** Opening SOURCE TEXT block **

How to Evaluate an AI Visibility Agency Without Getting Sold GEO Snake Oil

Every week another thread asks "which AI visibility agency should I hire?" — and fills up with agencies recommending themselves. The pitches sound identical: we'll get you into ChatGPT, we'll optimize you for AI search, we have a proprietary method. Some of those vendors do serious work. Others will charge you for a screenshot and a prayer. From the outside, the websites look the same.

There is a reliable filter, and it fits in one sentence: ask to see the audit output before you buy the optimization package. A vendor doing real work starts with measurement — which prompts, which AI providers, who got mentioned, who got recommended, which sources were cited — and can show you what that output looks like. A vendor selling snake oil starts with tactics, because tactics don't have to be measured. Everything in this guide unpacks that one test.

Why this market invites snake oil

AI visibility is a young category with a genuinely hard verification problem. AI answers vary between runs, between providers, and over time. That variance is exactly what makes a single ChatGPT screenshot worthless as proof — and exactly what makes it so useful to a dishonest seller. Run a prompt ten times, keep the one answer that mentions the client, and you have a "result" no one can easily dispute.

The buyer's defense is not becoming an expert in language models. It is insisting on the same things you'd insist on from any measurement vendor: a defined test, named instruments, raw data you can inspect, and repetition over time. Vendors who welcome that conversation are usually safe. Vendors who deflect it — "our method is proprietary," "AI moves too fast for benchmarks" — are telling you how they'll behave after the invoice.

Eight questions to ask before you sign

Use these in the first call. None of them require technical knowledge, and together they take about twenty minutes. What you're listening for isn't a perfect answer — it's whether the vendor has concrete answers at all.

1. What prompt set will you test?

The foundation of any honest engagement. A real vendor builds a prompt set from questions your buyers actually ask — category prompts ("best accounting software for restaurants"), problem prompts, comparison prompts, local prompts — and shows it to you before testing begins. If the vendor can't name the prompts, they can't measure anything, because every metric downstream is "per prompt."

2. Which providers do you cover?

ChatGPT, Perplexity, Gemini, Google AI Overviews and AI Mode, Claude where relevant. The answer matters because these systems retrieve and cite differently, and a brand can be visible in one and absent from another. "We optimize for AI" without naming providers is like an SEO agency that won't say which search engine it means.

** Closing SOURCE TEXT block **
** Opening DATASET RECORDS block **

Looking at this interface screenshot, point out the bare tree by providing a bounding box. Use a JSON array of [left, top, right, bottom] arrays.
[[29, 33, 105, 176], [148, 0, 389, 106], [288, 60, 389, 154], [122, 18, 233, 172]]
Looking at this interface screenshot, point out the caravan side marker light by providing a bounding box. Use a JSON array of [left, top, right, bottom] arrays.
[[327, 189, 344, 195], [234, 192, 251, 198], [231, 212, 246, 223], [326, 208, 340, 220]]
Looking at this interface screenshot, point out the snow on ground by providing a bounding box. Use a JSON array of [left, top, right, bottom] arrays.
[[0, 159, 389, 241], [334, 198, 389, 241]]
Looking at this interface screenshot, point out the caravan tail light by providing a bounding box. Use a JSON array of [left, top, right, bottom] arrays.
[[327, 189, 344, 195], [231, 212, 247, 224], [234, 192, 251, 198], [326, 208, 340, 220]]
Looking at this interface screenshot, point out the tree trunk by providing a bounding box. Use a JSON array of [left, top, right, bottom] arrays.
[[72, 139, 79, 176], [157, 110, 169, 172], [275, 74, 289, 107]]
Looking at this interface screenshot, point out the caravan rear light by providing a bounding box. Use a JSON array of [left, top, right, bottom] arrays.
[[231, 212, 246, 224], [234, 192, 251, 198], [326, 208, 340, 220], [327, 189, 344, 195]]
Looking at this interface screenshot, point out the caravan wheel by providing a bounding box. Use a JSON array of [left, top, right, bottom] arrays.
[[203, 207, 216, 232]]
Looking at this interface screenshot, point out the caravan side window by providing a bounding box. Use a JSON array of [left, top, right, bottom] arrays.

** Closing DATASET RECORDS block **
** Opening DATASET RECORDS block **

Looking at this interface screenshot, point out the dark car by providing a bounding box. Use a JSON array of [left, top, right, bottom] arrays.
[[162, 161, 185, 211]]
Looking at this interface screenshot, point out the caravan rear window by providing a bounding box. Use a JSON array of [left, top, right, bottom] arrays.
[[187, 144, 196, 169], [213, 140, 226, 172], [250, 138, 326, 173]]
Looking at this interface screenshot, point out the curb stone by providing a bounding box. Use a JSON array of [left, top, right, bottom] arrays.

** Closing DATASET RECORDS block **

→ **WORK ITEM**:
Reproduce the passage from the guide on evaluating AI visibility agencies, starting at the words "AI visibility is" and ending after the words "after the invoice.".

→ **YOUR RESPONSE**:
AI visibility is a young category with a genuinely hard verification problem. AI answers vary between runs, between providers, and over time. That variance is exactly what makes a single ChatGPT screenshot worthless as proof — and exactly what makes it so useful to a dishonest seller. Run a prompt ten times, keep the one answer that mentions the client, and you have a "result" no one can easily dispute.

The buyer's defense is not becoming an expert in language models. It is insisting on the same things you'd insist on from any measurement vendor: a defined test, named instruments, raw data you can inspect, and repetition over time. Vendors who welcome that conversation are usually safe. Vendors who deflect it — "our method is proprietary," "AI moves too fast for benchmarks" — are telling you how they'll behave after the invoice.